- **Passage for review**:

= Beginning of Section =

‘Africans, Like Anyone Else, Simply Want Access To The Best Education’

Kennedy Baboloki Kwati is a curious generalist passionate about bridging big ideas with action. Born in Botswana and completing his undergraduate degree there, Kwati understood how education took him from his village into the spaces he now sits in. He previously served as Chief of Staff at the African Leadership University, an edtech social enterprise empowering future African leaders. Today, he is a MBA candidate at Asia School of Business, in Kuala Lumpur. Africa.com spoke to him on his educational journey and what doors this overlooked sector plays in the continent’s sustainability.

What led you into the education space?

Life wasn’t easy.  We didn’t have much, but what I did have was this burning desire to make something of myself and improve my situation. For a kid like me from that kind of background, education was the only real shot at changing my circumstances. It was the pathway to opportunities that could lift me and my family out of the struggles we faced daily. School was everything – it gave me hope for a better future.

So it’s no surprise that once I grew up and experienced a bit of the world, I felt this deep calling to give back and help create those same opportunities for other kids just trying to get a foothold in life. Whether it’s through education initiatives or other programs, I’m driven to level the playing field for those without access to the basics that can set them on an upward trajectory.

= End of Section =

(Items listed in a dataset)

= Beginning of Section =

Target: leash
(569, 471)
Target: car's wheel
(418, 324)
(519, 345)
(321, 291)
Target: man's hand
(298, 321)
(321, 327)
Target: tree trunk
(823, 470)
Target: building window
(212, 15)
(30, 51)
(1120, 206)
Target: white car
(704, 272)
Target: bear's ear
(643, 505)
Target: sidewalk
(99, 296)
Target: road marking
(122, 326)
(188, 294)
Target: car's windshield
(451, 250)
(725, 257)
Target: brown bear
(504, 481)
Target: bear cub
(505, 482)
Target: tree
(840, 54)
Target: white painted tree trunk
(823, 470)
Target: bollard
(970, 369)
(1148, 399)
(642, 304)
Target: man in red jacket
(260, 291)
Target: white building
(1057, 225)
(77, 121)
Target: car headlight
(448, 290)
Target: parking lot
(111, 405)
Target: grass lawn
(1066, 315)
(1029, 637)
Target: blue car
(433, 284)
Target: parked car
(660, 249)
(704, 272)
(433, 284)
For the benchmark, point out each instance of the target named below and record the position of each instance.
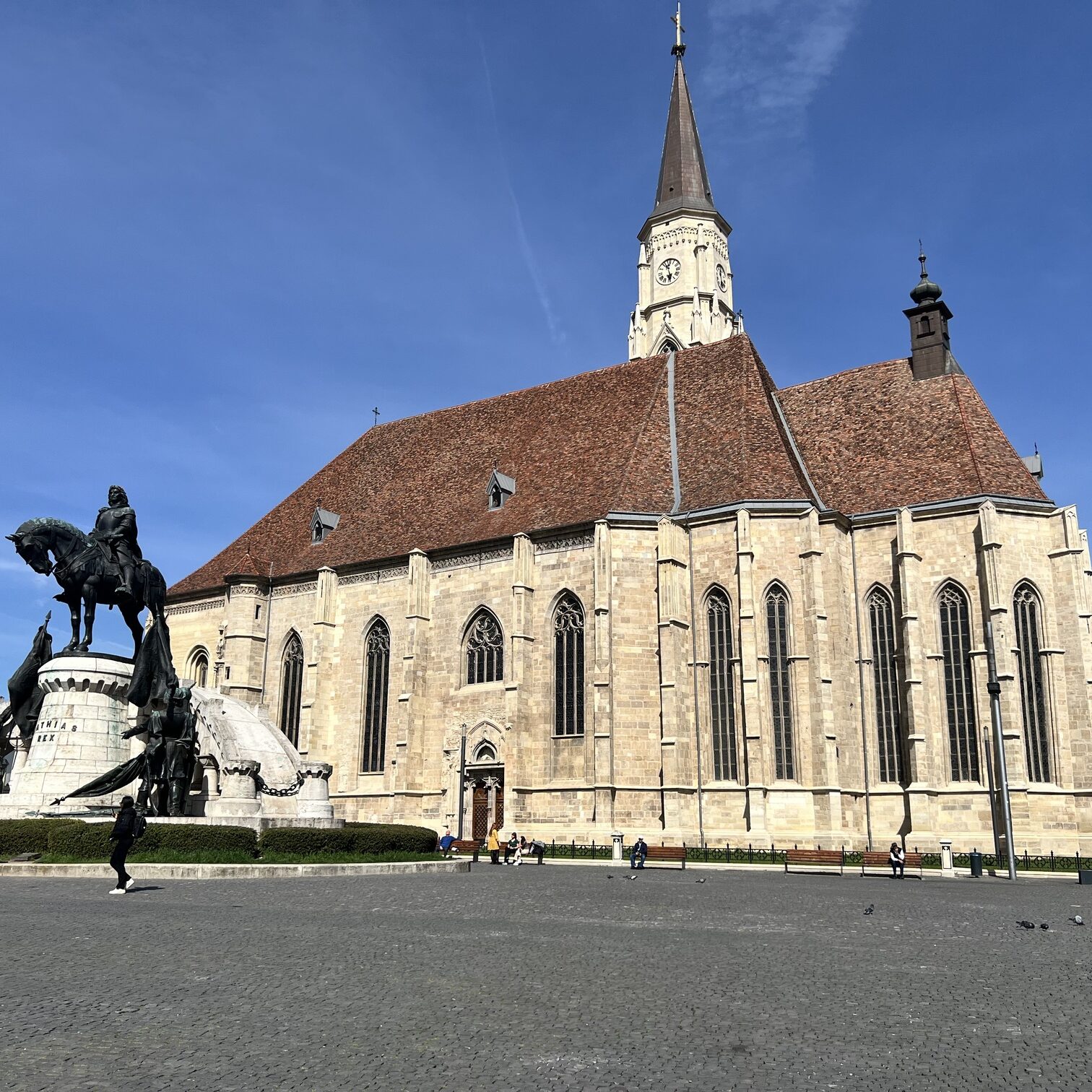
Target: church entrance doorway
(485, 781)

= End of Section =
= Beginning of Section =

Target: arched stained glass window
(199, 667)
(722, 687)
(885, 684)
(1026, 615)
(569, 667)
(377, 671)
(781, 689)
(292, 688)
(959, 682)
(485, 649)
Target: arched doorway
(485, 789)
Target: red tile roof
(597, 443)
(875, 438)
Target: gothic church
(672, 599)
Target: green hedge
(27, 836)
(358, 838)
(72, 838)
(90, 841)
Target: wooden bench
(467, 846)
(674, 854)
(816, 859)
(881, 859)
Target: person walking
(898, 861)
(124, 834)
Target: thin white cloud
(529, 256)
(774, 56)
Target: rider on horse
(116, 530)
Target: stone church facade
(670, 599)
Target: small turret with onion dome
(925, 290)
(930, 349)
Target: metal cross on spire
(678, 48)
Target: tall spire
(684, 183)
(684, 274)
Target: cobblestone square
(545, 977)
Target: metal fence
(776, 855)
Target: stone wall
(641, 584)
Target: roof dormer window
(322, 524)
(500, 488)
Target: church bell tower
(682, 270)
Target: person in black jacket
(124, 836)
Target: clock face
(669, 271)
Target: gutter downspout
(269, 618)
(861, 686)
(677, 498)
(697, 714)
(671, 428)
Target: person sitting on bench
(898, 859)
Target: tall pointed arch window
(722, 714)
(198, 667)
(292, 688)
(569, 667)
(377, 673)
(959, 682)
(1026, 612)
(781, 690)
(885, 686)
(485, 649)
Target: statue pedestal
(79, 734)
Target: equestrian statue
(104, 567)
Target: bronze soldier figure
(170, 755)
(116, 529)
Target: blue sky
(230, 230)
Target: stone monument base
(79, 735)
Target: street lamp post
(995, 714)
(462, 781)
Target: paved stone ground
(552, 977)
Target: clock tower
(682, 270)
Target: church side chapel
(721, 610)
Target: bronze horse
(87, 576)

= End of Section =

- **Instructions**:
**A.** According to the interview, where is Kennedy Baboloki Kwati currently an MBA candidate?
**B.** Transcribe the part of the interview starting with "Kennedy Baboloki Kwati" and going on through "the education space?".

- **Answers per task**:
**A.** At Asia School of Business, in Kuala Lumpur.

**B.**
Kennedy Baboloki Kwati is a curious generalist passionate about bridging big ideas with action. Born in Botswana and completing his undergraduate degree there, Kwati understood how education took him from his village into the spaces he now sits in. He previously served as Chief of Staff at the African Leadership University, an edtech social enterprise empowering future African leaders. Today, he is a MBA candidate at Asia School of Business, in Kuala Lumpur. Africa.com spoke to him on his educational journey and what doors this overlooked sector plays in the continent’s sustainability.

What led you into the education space?